-------- Data to use --------

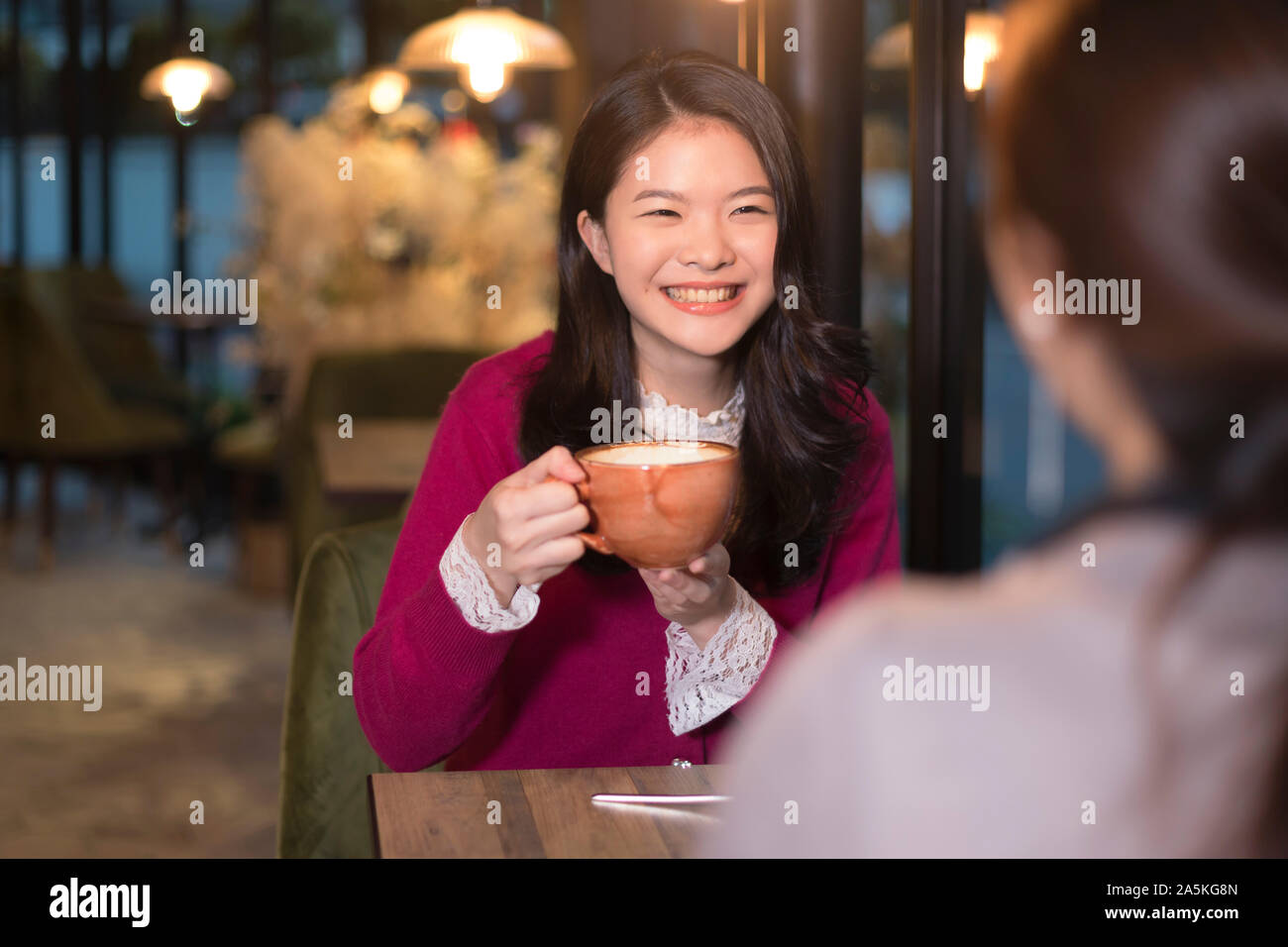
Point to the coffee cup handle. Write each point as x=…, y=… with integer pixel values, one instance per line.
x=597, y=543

--------
-------- Data to use --------

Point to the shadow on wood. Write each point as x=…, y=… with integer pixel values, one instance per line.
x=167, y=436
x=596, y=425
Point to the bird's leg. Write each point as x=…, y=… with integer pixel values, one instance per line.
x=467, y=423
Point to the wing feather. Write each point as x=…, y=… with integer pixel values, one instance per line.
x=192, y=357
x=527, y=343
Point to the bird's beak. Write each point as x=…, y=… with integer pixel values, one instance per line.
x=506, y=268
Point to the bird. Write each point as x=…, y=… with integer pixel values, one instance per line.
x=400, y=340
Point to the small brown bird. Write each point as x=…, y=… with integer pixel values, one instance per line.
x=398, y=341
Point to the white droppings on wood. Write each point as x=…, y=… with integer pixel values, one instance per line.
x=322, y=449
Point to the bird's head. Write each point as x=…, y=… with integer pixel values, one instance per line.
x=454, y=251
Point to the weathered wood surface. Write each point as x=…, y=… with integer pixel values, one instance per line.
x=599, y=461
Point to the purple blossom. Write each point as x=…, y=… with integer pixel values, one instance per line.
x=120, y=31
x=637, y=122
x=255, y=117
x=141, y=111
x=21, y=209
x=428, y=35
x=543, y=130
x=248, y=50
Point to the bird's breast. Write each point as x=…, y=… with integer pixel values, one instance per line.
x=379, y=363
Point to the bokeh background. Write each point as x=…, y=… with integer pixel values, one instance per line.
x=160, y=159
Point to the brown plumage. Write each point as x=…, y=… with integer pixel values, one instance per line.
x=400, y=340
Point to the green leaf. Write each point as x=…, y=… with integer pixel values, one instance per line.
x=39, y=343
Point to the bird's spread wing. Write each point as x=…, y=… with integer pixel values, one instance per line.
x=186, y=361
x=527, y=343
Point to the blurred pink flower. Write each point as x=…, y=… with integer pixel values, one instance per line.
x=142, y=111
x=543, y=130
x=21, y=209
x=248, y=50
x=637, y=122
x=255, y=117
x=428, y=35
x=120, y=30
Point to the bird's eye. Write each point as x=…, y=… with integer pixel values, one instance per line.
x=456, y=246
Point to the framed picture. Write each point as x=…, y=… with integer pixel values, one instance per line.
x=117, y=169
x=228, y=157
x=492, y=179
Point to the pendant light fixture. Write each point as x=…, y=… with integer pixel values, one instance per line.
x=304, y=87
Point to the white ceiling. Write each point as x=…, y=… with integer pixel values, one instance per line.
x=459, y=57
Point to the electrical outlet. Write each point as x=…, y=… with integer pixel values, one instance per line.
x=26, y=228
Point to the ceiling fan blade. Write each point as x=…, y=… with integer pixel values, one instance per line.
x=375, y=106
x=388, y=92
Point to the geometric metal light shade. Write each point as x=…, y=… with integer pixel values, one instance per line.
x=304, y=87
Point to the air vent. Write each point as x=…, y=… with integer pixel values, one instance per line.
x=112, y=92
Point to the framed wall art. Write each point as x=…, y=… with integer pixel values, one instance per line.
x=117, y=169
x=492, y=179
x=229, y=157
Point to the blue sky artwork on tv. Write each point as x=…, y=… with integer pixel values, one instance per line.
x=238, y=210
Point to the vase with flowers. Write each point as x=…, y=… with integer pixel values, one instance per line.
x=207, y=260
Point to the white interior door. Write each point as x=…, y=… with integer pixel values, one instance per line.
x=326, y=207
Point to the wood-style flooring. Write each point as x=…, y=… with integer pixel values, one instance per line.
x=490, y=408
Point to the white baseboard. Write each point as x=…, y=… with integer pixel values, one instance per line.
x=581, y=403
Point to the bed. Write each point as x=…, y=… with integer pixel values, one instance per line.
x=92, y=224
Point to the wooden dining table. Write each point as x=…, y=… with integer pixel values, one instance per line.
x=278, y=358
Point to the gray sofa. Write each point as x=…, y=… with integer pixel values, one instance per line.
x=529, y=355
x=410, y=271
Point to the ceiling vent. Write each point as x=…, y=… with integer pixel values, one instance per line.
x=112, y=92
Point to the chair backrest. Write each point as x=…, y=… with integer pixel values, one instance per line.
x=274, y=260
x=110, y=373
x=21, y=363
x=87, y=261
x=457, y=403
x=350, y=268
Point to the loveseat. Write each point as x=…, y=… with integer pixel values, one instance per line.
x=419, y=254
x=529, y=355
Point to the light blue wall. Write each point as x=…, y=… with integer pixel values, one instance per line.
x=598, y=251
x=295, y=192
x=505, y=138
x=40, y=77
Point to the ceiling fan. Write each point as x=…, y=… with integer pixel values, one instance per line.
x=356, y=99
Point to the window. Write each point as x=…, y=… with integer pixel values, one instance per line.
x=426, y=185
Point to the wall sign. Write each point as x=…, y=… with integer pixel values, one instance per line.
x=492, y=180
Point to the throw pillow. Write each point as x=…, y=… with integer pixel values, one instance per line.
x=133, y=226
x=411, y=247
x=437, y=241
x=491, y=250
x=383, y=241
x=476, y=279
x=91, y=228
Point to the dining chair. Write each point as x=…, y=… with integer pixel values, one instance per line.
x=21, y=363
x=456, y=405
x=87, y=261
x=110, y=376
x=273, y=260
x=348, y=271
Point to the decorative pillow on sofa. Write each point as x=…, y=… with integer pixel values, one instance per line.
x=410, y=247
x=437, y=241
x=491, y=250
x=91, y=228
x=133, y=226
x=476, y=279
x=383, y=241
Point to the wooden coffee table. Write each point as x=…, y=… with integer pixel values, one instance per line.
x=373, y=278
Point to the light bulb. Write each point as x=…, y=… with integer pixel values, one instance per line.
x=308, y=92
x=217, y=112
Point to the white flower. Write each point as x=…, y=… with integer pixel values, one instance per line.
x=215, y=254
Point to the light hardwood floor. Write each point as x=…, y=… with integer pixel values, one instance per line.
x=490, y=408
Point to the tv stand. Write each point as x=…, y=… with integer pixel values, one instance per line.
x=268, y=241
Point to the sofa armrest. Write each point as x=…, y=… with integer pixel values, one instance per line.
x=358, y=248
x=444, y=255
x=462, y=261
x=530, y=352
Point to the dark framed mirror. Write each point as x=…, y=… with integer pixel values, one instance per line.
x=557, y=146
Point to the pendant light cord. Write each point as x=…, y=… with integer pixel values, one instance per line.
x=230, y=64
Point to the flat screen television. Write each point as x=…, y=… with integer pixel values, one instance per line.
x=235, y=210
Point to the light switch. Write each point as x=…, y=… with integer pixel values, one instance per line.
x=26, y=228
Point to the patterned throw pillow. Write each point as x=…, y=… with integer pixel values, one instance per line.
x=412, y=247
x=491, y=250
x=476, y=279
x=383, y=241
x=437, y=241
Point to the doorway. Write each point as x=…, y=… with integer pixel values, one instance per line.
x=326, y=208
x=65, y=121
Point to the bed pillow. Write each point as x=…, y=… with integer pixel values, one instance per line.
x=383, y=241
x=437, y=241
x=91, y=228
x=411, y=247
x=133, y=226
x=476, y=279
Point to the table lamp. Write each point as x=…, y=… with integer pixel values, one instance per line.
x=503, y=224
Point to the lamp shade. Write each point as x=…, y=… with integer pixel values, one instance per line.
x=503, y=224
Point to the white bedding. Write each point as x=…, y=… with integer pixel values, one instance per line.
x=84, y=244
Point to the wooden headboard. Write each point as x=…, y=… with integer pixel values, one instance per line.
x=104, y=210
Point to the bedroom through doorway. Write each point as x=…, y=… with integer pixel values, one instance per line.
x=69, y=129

--------
-------- Data to use --------

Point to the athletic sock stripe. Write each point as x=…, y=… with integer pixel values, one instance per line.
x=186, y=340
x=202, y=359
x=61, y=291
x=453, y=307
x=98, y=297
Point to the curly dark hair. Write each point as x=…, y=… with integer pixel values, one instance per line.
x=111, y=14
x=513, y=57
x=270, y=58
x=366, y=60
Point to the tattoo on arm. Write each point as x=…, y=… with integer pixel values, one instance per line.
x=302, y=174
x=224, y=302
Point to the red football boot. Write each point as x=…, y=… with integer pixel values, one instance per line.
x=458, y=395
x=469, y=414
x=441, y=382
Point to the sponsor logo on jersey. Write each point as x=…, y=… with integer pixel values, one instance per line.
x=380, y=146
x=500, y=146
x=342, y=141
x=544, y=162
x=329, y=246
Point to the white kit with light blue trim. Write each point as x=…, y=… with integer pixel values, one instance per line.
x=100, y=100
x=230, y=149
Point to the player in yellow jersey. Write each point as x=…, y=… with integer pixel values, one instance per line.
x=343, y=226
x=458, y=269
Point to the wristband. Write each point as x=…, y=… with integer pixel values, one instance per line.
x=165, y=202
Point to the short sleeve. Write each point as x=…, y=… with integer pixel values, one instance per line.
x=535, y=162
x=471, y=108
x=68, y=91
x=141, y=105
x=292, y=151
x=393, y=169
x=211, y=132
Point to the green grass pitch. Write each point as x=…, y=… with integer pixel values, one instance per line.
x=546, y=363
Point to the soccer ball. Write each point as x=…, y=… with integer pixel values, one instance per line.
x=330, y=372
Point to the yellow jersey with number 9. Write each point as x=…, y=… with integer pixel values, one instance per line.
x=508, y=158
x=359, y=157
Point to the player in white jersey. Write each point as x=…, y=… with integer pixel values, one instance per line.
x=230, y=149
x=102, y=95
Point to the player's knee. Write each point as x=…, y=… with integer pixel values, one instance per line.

--------

◆ Task description ◆
Everything from the line with "Point to the sponsor" through the line with "Point to the player's" should be written out exactly as it appears above, end lines included, and nothing outside that range.

◆ Answer space ◆
Point to the sponsor logo on jersey. Write each point as x=…, y=… with integer pixel values, one instance per line.
x=380, y=146
x=500, y=146
x=342, y=141
x=544, y=162
x=329, y=246
Point to the white kit with light blue trim. Write each point as x=…, y=… with integer pixel values, one instance per line.
x=100, y=100
x=230, y=149
Point to the player in yellow jersey. Write each point as x=…, y=… with integer pixel values, one instance per line.
x=343, y=226
x=458, y=269
Point to the wristband. Write each point as x=…, y=… with integer pixel values, one instance per line.
x=165, y=202
Point to the short sleeve. Write each point as x=…, y=… with integer pixel values, one instance per line.
x=535, y=162
x=471, y=108
x=68, y=91
x=141, y=105
x=292, y=151
x=393, y=169
x=211, y=132
Point to the green grass pitch. Write each point as x=…, y=… with integer pixel values, one instance per line.
x=546, y=363
Point to the soccer ball. Write each point as x=…, y=… with integer pixel values, one instance per line.
x=330, y=372
Point to the yellow jersey with number 9. Write each point as x=…, y=… with integer pixel values, one instance per line.
x=508, y=158
x=359, y=157
Point to the player in white jersey. Write each point as x=…, y=… with integer pixel values, one instance per line.
x=230, y=149
x=102, y=95
Point to the player's knee. Write each point as x=…, y=… with integer pixel values, one instance per line.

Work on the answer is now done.